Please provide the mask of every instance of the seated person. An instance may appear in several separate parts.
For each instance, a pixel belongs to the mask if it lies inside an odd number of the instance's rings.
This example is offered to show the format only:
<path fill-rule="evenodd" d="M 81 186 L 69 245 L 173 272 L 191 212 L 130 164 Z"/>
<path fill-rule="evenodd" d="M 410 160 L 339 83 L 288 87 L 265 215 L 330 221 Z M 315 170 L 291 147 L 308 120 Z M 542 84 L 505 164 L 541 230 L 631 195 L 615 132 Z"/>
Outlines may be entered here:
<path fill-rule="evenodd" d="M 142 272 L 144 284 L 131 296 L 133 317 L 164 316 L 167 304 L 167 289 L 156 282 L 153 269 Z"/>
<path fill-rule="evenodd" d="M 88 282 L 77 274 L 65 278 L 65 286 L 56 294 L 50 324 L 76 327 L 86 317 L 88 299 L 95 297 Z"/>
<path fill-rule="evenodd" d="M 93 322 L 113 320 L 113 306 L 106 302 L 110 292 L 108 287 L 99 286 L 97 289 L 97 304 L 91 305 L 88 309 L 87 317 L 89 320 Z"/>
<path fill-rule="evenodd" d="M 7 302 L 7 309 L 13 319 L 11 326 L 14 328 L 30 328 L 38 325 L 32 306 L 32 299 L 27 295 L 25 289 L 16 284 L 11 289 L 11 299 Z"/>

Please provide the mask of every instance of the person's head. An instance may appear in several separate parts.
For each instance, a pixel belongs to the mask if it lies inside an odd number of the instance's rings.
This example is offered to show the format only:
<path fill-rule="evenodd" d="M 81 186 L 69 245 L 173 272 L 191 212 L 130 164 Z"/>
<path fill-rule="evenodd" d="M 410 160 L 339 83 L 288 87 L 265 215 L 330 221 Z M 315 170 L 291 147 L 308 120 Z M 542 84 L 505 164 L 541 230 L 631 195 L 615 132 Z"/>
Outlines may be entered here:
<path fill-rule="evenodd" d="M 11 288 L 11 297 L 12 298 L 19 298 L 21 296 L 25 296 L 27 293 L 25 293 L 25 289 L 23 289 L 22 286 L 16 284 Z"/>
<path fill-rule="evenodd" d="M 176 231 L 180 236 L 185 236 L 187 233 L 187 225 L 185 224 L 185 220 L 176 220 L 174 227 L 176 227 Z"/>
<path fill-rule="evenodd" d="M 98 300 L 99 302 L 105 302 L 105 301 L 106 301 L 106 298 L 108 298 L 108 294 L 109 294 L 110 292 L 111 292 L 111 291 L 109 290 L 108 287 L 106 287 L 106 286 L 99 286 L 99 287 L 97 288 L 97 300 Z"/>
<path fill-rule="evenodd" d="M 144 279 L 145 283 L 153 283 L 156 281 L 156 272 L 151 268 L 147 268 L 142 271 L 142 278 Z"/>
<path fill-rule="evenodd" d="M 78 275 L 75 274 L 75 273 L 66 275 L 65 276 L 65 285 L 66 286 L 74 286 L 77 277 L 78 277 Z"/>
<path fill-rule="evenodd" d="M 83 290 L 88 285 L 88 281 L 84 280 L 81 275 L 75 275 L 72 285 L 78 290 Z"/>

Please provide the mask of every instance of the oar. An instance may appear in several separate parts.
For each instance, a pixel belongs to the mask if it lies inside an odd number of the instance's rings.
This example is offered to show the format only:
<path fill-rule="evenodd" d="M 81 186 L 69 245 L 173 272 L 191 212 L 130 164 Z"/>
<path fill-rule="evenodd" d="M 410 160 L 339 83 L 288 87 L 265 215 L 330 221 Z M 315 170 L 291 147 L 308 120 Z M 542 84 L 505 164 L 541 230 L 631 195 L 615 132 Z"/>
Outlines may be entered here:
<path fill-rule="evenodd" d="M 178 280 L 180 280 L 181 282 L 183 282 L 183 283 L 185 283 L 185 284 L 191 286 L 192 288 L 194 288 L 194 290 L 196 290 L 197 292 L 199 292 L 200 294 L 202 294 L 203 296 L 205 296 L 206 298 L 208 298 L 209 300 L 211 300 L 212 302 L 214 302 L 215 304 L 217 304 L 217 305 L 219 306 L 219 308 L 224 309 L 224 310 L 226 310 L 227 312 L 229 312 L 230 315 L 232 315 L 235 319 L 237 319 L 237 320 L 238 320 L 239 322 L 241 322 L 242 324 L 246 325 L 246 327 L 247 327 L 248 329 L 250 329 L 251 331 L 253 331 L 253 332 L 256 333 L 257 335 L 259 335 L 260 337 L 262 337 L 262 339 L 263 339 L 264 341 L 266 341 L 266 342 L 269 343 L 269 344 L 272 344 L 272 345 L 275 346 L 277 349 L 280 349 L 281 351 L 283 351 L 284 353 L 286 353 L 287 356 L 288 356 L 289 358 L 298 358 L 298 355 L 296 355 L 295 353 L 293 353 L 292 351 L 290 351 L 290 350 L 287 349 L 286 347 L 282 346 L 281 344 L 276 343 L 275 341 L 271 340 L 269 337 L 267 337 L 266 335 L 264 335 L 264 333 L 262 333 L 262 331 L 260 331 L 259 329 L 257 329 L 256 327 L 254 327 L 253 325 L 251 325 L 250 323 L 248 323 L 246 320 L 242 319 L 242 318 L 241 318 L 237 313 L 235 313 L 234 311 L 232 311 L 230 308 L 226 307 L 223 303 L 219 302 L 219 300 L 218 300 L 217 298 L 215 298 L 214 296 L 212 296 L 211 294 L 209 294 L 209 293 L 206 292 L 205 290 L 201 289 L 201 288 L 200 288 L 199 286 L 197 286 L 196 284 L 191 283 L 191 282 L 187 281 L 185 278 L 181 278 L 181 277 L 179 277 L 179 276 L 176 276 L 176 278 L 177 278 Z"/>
# # # #
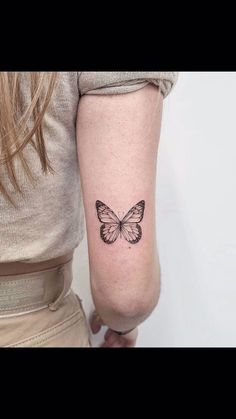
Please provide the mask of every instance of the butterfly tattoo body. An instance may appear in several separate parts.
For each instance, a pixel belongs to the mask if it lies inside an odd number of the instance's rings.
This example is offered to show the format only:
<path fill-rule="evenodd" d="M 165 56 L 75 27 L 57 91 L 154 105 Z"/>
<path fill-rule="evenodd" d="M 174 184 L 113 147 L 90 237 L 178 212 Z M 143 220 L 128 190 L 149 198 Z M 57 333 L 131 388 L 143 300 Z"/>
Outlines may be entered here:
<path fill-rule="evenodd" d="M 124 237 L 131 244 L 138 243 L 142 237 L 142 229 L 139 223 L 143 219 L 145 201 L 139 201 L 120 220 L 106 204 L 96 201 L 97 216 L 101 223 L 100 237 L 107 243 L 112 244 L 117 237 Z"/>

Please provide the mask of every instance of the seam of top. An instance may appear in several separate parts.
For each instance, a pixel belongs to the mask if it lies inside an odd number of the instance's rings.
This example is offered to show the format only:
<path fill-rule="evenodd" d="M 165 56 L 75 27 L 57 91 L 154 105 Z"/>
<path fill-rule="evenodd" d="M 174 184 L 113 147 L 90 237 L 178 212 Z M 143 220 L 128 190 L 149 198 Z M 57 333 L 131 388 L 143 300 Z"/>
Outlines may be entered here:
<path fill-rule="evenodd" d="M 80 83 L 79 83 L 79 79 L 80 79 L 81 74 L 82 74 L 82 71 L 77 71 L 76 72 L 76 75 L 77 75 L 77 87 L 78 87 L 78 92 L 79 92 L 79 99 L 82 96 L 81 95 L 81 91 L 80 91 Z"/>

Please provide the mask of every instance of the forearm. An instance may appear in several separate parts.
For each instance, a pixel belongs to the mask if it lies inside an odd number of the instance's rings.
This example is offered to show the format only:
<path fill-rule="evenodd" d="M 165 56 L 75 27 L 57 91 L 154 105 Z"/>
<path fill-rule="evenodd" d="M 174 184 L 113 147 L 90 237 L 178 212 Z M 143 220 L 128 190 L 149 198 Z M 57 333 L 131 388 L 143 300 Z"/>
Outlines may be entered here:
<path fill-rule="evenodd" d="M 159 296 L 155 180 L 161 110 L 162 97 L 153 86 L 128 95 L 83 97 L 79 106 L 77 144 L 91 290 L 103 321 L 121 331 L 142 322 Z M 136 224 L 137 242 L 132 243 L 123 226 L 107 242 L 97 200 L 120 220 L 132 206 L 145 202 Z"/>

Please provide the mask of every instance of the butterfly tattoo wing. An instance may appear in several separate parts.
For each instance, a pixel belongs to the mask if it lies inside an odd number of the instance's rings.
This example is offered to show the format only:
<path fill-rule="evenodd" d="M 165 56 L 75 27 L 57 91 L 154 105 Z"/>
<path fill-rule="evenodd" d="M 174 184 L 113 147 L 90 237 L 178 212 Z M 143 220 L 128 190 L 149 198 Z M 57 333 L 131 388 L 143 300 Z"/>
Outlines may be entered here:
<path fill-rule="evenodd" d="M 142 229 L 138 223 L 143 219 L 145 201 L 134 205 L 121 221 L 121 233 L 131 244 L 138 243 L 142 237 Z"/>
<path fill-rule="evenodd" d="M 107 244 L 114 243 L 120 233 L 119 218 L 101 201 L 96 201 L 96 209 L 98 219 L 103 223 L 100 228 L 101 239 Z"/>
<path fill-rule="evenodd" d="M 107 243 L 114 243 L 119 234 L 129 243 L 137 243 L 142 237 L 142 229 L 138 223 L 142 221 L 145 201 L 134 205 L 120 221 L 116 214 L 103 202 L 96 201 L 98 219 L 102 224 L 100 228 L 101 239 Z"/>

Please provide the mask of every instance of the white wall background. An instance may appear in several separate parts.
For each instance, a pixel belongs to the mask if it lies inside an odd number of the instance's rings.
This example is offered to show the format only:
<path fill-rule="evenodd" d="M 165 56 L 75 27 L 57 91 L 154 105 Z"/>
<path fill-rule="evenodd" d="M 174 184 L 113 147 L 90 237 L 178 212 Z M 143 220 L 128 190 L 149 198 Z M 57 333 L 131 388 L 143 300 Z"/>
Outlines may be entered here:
# # # #
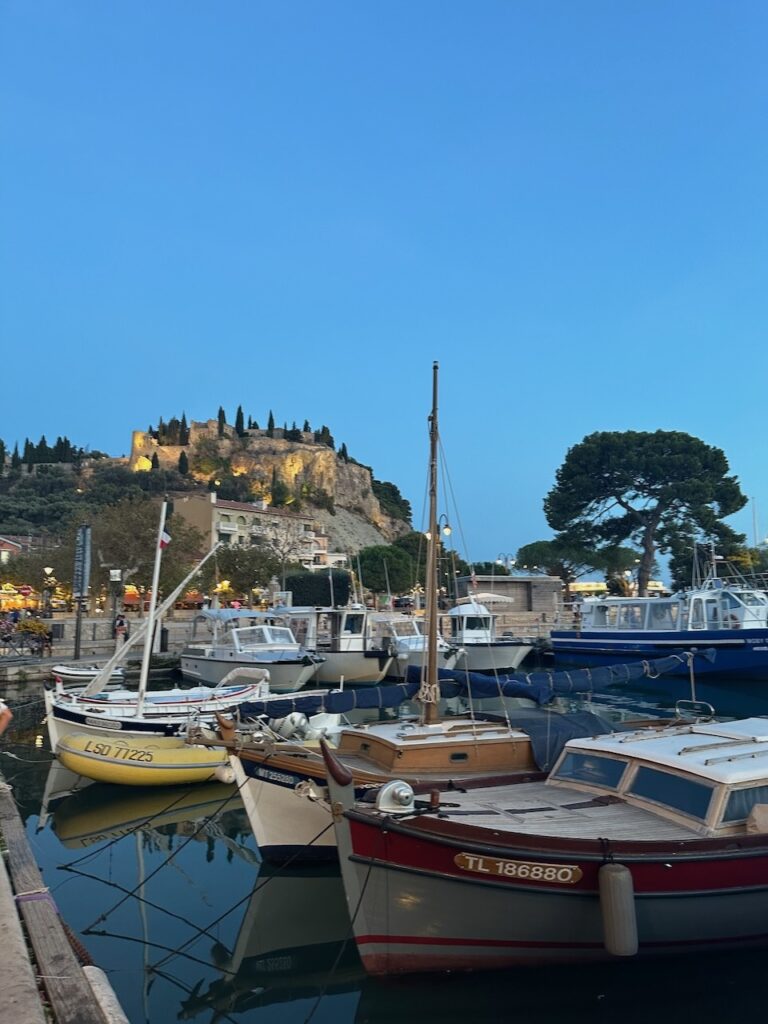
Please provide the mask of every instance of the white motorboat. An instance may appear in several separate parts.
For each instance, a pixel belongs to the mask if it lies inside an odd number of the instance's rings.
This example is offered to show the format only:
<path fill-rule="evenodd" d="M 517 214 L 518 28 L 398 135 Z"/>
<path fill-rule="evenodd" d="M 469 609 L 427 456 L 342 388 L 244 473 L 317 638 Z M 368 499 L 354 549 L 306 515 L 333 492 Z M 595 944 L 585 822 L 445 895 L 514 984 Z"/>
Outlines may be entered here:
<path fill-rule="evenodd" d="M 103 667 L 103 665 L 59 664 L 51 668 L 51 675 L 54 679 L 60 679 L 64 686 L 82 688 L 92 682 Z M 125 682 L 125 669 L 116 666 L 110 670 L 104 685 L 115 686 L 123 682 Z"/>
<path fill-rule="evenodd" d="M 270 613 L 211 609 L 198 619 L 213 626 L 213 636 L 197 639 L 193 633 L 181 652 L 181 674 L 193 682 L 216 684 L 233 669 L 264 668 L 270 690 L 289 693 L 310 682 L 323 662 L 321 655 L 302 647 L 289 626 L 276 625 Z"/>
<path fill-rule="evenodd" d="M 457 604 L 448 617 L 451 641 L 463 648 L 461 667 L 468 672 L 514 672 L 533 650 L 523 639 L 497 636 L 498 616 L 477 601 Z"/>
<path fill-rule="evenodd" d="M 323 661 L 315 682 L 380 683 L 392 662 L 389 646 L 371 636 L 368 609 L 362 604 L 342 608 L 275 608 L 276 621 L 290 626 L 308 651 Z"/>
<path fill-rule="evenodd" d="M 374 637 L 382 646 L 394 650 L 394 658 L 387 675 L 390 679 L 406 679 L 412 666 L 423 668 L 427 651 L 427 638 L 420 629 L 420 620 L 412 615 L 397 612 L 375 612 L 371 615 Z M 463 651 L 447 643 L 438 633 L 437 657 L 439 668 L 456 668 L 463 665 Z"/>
# # # #
(Aim of the task): Within the entries, find all lines that contain "white" and copy each one.

(Exercise response):
Please provide the mask of every instance of the white wall background. An instance may appear in several separate parts.
Please provide the mask of every instance of the white motorboat. An instance may appear in several separate parts.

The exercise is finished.